[REQUIREMENTS] Can you output everything from the start of the items down to the line containing "<point>32,218</point>", that line included, as a JSON list of strings with one string per line and blank lines left out?

____ TASK MATERIAL

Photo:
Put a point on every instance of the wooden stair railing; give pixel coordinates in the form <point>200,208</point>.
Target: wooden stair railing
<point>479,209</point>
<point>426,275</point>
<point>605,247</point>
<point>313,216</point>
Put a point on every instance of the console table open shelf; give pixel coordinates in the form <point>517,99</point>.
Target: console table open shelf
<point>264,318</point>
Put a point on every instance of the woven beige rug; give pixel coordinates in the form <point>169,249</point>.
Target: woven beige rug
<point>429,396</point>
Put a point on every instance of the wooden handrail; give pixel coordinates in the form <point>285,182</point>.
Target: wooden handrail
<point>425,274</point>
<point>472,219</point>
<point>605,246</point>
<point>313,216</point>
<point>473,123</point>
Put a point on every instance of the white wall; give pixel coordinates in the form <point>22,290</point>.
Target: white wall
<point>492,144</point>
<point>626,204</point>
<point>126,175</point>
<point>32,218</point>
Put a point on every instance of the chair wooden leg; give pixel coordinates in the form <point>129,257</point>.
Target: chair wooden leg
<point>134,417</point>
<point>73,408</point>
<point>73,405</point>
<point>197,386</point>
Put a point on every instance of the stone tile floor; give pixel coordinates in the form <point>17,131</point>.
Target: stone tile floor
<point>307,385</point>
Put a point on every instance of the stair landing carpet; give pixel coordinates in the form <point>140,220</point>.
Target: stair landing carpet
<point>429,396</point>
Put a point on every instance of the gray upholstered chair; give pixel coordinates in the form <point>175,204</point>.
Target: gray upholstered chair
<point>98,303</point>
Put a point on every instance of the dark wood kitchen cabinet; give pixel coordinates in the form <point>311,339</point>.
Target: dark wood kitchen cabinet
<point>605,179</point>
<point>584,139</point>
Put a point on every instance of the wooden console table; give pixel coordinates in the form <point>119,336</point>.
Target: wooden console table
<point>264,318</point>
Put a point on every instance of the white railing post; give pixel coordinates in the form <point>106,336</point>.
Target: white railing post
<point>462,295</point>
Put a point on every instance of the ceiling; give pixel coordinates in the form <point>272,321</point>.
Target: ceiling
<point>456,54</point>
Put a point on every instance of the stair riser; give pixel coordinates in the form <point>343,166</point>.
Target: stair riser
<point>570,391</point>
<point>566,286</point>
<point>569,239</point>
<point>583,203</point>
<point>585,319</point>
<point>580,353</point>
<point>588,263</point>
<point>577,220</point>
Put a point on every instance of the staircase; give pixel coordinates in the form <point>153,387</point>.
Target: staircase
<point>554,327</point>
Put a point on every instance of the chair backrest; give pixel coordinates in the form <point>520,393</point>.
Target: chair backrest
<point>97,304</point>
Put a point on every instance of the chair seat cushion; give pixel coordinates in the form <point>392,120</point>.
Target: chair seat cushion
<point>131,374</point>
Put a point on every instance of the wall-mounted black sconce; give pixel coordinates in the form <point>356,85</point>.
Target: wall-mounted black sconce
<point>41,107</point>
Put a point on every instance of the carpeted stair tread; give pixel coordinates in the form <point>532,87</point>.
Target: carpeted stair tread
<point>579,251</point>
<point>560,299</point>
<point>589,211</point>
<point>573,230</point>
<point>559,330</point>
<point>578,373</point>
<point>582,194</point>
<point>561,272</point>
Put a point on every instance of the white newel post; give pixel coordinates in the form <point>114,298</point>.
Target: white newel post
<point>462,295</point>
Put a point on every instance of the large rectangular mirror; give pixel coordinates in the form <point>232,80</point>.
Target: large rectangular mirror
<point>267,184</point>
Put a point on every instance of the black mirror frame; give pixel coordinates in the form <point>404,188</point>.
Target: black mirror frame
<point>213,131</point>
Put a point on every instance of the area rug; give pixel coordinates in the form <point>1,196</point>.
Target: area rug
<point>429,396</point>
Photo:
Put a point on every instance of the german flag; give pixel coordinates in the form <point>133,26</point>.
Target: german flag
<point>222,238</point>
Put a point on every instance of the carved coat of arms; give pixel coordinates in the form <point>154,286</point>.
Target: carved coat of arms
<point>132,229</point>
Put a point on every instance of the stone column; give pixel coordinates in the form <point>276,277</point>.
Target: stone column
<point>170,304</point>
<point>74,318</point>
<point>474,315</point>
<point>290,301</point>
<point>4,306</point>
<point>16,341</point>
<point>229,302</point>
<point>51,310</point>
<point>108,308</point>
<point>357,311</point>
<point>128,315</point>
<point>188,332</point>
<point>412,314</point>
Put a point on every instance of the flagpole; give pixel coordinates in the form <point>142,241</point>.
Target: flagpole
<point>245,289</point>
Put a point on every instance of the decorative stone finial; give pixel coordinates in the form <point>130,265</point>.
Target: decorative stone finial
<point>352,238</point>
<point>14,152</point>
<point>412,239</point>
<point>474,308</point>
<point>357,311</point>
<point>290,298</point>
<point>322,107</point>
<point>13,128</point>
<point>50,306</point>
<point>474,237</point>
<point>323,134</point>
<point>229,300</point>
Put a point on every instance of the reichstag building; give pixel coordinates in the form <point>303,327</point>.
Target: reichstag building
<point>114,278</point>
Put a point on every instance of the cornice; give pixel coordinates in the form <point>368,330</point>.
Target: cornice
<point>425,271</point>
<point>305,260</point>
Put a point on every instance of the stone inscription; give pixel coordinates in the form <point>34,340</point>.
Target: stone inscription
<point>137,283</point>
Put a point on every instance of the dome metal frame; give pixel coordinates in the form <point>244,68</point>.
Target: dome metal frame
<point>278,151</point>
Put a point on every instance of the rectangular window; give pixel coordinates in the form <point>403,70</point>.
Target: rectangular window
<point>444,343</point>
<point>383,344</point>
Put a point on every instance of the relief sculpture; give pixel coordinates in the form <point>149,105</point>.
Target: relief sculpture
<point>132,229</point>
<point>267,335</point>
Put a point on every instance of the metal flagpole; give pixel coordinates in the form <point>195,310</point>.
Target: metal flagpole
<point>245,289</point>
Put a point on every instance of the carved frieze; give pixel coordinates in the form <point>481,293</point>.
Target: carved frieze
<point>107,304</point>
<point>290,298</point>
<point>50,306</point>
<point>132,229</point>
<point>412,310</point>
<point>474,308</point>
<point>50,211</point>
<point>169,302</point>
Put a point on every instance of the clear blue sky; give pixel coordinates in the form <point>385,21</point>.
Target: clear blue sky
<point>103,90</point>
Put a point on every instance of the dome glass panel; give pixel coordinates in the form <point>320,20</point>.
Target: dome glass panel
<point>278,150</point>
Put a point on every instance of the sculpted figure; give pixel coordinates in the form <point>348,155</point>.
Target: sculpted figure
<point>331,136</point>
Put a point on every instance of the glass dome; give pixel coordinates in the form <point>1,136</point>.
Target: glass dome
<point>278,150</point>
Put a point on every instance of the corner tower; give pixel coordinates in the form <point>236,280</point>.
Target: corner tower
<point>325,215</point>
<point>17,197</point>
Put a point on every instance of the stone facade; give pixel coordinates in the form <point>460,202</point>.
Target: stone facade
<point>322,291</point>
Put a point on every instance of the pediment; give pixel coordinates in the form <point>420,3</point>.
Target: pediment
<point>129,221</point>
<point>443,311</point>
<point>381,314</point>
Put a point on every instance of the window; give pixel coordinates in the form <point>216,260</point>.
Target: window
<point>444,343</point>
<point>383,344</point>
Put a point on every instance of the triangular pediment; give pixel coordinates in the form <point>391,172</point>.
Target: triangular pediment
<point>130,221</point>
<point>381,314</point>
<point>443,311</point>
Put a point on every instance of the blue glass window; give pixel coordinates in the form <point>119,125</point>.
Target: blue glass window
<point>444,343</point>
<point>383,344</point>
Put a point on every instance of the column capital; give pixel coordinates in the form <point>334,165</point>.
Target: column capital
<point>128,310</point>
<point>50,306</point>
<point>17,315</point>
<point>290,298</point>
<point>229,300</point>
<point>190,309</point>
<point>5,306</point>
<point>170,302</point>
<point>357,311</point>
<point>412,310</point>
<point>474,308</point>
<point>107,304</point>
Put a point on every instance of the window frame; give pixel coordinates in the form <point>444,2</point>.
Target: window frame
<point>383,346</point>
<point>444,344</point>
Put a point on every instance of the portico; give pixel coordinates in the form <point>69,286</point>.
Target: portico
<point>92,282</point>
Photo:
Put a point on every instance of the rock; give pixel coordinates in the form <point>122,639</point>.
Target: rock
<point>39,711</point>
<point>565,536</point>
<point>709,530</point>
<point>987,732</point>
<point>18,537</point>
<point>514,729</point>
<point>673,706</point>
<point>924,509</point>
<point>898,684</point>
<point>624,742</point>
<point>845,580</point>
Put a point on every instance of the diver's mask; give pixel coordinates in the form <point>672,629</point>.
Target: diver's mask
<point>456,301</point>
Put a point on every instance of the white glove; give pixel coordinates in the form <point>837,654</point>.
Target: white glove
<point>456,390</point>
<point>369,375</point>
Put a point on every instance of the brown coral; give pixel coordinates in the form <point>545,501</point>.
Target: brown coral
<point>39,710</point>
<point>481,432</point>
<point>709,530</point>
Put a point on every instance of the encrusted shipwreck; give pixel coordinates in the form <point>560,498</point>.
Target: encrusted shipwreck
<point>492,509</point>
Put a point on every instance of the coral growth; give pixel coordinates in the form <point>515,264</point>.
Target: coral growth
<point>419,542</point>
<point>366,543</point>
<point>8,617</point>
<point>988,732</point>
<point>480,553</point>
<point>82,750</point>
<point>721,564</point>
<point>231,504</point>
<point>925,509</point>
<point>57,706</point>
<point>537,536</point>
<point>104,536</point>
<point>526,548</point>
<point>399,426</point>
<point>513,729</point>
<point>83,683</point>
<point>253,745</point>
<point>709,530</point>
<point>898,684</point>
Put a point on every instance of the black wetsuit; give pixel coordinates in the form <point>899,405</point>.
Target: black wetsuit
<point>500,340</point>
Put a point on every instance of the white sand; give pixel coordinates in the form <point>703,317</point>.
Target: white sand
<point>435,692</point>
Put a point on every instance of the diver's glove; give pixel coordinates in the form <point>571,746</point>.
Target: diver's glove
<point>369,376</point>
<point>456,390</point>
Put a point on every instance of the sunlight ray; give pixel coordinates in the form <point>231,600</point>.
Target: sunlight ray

________

[TASK OUTPUT]
[
  "Photo:",
  "Put a point on every instance of the wooden stair railing; give pixel coordinates in the form <point>200,208</point>.",
  "Target: wooden stair railing",
  "<point>479,209</point>",
  "<point>426,275</point>",
  "<point>605,247</point>",
  "<point>313,216</point>",
  "Put a point on every instance of the console table open shelf; give pixel coordinates in the form <point>517,99</point>.",
  "Target: console table open shelf",
  "<point>264,318</point>",
  "Put a point on every instance of the woven beige rug; give pixel coordinates in the form <point>169,249</point>.",
  "Target: woven beige rug",
  "<point>429,396</point>",
  "Put a point on every instance of the wooden handrail; give pixel coordinates in the form <point>285,182</point>.",
  "Target: wooden handrail",
  "<point>425,274</point>",
  "<point>472,219</point>",
  "<point>605,246</point>",
  "<point>313,216</point>",
  "<point>473,123</point>",
  "Put a point on every instance of the white wall; give pixel coordinates in the form <point>22,290</point>.",
  "Target: white wall",
  "<point>492,144</point>",
  "<point>626,204</point>",
  "<point>126,175</point>",
  "<point>32,218</point>"
]